- [SELECTED PASSAGE]:
________________________
# Scrape epub frequency dictionary

In [2]:
#from selenium import webdriver
from bs4 import BeautifulSoup
import pandas as pd

In [2]:
#driver = webdriver.Firefox()
#driver.get("https://www.oxfordlearnersdictionaries.com/wordlists/oxford3000-5000")

In [3]:
# Open book with calibre editor -> chapters as *.xlink.html -> export file
# Read xhtml data from file.
with open('data/alphabetical.xlink.xhtml', 'r') as chapter_alphabetical:
    content = chapter_alphabetical.read()
    soup = BeautifulSoup(content, 'html')
print(soup)

<?xml version='1.0' encoding='utf-8'?>
<html lang="en" xml:lang="en" xmlns="http://www.w3.org/1999/xhtml">
<head>
<title>A Frequency Dictionary of Spanish: Core Vocabulary for Learners</title>
<link href="css/stylesheet.css" rel="stylesheet" type="text/css"/>
<meta content="urn:uuid:ef0bf3dd-6627-4ef2-a354-0a8c4f5aefb7" name="Adept.expected.resource"/>
</head>
<body>
<p class="pagenum"><span id="page258">p.258</span></p>
<p class="chtitle"><a href="toc.xlink.xhtml#alpha"><span class="hyperlink">Alphabetical index</span></a></p>
<div class="box">
<p class="noindent"><span class="bold">Word family head</span>, <span class="italic">pos</span>, gloss<span class="italic">,</span> <span class="trade5">rank</span></p>
</div>
<p class="hh1">A</p>
<p class="ulist"><span class="bold">a</span> <span class="lightoblique">prep</span> to, at <span class="trade5">8</span></p>
<p class="ulist"><span class="bold">abajo</span> <span class="lightoblique">adv</span> down, below, downward <span class="trad

In [4]:
words_span = soup.find_all("p", attrs={"class": "ulist"})
________________________
- [TASK INSTRUCTIONS]: Copy out the entire epub frequency dictionary scraping notebook above, keeping every line unchanged.

- [DATASET ENTRIES]:
________________________
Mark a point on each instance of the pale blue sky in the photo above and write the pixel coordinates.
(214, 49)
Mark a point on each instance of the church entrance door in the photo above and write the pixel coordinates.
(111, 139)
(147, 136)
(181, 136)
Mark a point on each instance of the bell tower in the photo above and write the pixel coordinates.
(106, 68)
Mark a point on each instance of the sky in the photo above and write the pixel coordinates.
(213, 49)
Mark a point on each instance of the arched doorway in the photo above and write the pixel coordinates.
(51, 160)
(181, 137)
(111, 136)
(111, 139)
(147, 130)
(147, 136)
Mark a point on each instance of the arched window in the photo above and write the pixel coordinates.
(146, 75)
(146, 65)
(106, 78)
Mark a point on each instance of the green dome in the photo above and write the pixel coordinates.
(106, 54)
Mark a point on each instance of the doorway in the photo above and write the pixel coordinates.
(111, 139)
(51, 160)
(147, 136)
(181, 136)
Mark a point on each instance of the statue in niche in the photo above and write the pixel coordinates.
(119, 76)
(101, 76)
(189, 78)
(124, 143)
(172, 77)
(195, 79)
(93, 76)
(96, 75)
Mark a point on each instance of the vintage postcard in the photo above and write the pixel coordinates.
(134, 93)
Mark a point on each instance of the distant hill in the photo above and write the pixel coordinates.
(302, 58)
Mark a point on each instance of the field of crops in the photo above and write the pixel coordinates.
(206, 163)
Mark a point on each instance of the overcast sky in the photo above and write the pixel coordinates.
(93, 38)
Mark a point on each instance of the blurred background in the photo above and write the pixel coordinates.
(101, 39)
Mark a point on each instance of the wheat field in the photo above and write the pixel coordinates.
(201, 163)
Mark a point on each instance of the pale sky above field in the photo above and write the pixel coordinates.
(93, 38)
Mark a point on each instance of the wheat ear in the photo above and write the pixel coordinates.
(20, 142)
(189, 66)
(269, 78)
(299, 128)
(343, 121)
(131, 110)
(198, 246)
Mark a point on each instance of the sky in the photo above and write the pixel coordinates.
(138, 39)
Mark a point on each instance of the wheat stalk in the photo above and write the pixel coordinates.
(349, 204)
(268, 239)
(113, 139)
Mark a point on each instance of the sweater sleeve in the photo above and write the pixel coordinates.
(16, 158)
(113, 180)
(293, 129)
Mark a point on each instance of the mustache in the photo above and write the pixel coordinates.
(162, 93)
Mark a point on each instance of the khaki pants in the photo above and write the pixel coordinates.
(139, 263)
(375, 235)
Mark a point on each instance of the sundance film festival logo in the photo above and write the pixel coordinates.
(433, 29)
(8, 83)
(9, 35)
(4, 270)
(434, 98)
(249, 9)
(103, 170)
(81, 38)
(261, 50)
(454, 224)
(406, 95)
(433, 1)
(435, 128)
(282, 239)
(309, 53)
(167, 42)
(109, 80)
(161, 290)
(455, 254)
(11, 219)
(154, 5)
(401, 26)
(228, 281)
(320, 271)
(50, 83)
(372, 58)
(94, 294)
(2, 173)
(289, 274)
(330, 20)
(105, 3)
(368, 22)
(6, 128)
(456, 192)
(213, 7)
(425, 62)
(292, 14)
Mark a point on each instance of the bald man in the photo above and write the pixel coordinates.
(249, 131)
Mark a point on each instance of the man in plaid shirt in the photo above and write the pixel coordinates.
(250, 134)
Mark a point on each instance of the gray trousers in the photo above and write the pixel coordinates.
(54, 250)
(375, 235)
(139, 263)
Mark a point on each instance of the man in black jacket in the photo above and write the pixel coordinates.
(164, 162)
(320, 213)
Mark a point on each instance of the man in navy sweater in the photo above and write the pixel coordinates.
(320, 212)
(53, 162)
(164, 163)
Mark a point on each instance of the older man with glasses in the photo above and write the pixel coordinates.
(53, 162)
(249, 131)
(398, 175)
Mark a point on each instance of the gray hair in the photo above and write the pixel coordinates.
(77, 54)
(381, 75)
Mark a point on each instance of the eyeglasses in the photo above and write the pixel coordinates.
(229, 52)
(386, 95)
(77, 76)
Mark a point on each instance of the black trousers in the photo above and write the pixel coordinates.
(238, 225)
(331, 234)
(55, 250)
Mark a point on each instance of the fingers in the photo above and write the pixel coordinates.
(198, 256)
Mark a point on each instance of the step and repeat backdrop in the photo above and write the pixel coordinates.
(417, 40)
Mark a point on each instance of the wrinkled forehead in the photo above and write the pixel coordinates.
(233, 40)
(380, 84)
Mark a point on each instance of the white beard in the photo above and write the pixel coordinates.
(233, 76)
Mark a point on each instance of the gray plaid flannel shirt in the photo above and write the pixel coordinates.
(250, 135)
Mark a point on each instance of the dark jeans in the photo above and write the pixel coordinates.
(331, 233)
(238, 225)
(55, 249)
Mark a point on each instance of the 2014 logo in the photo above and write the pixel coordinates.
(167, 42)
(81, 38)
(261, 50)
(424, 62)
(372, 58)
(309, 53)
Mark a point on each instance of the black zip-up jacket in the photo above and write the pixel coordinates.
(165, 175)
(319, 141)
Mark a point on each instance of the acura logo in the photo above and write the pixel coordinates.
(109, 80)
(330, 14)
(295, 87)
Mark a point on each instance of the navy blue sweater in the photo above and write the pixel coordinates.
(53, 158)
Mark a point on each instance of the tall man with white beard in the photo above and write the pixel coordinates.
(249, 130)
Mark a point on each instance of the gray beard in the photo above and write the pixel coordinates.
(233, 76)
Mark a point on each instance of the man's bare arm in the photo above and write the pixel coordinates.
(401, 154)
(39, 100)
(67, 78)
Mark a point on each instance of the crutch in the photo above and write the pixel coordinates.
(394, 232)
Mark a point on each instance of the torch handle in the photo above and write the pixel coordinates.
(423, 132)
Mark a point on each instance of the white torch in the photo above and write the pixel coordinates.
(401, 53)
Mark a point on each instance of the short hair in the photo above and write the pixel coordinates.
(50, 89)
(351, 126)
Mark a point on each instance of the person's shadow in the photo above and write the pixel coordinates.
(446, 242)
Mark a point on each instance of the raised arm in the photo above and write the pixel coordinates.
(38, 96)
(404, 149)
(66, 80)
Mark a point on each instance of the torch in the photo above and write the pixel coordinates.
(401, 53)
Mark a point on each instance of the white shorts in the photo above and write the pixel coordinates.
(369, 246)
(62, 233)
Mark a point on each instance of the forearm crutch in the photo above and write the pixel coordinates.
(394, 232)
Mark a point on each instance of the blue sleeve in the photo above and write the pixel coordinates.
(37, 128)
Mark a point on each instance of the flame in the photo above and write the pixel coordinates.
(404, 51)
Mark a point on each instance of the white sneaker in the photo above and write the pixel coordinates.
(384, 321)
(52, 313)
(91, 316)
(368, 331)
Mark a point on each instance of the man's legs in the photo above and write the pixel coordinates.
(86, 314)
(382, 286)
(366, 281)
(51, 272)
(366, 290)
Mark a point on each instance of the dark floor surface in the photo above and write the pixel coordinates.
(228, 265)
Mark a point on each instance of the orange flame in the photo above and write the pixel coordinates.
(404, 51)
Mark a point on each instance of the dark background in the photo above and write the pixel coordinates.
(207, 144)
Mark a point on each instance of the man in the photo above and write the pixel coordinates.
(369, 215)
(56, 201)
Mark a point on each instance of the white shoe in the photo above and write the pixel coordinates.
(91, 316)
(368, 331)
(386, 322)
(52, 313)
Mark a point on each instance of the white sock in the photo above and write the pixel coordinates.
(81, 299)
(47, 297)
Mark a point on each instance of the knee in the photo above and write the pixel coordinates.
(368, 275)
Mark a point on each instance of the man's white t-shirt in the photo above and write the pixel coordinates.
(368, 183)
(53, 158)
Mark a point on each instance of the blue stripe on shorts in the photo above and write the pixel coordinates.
________________________
- [TASK OUTPUT]:
# Scrape epub frequency dictionary

In [2]:
#from selenium import webdriver
from bs4 import BeautifulSoup
import pandas as pd

In [2]:
#driver = webdriver.Firefox()
#driver.get("https://www.oxfordlearnersdictionaries.com/wordlists/oxford3000-5000")

In [3]:
# Open book with calibre editor -> chapters as *.xlink.html -> export file
# Read xhtml data from file.
with open('data/alphabetical.xlink.xhtml', 'r') as chapter_alphabetical:
    content = chapter_alphabetical.read()
    soup = BeautifulSoup(content, 'html')
print(soup)

<?xml version='1.0' encoding='utf-8'?>
<html lang="en" xml:lang="en" xmlns="http://www.w3.org/1999/xhtml">
<head>
<title>A Frequency Dictionary of Spanish: Core Vocabulary for Learners</title>
<link href="css/stylesheet.css" rel="stylesheet" type="text/css"/>
<meta content="urn:uuid:ef0bf3dd-6627-4ef2-a354-0a8c4f5aefb7" name="Adept.expected.resource"/>
</head>
<body>
<p class="pagenum"><span id="page258">p.258</span></p>
<p class="chtitle"><a href="toc.xlink.xhtml#alpha"><span class="hyperlink">Alphabetical index</span></a></p>
<div class="box">
<p class="noindent"><span class="bold">Word family head</span>, <span class="italic">pos</span>, gloss<span class="italic">,</span> <span class="trade5">rank</span></p>
</div>
<p class="hh1">A</p>
<p class="ulist"><span class="bold">a</span> <span class="lightoblique">prep</span> to, at <span class="trade5">8</span></p>
<p class="ulist"><span class="bold">abajo</span> <span class="lightoblique">adv</span> down, below, downward <span class="trad

In [4]:
words_span = soup.find_all("p", attrs={"class": "ulist"})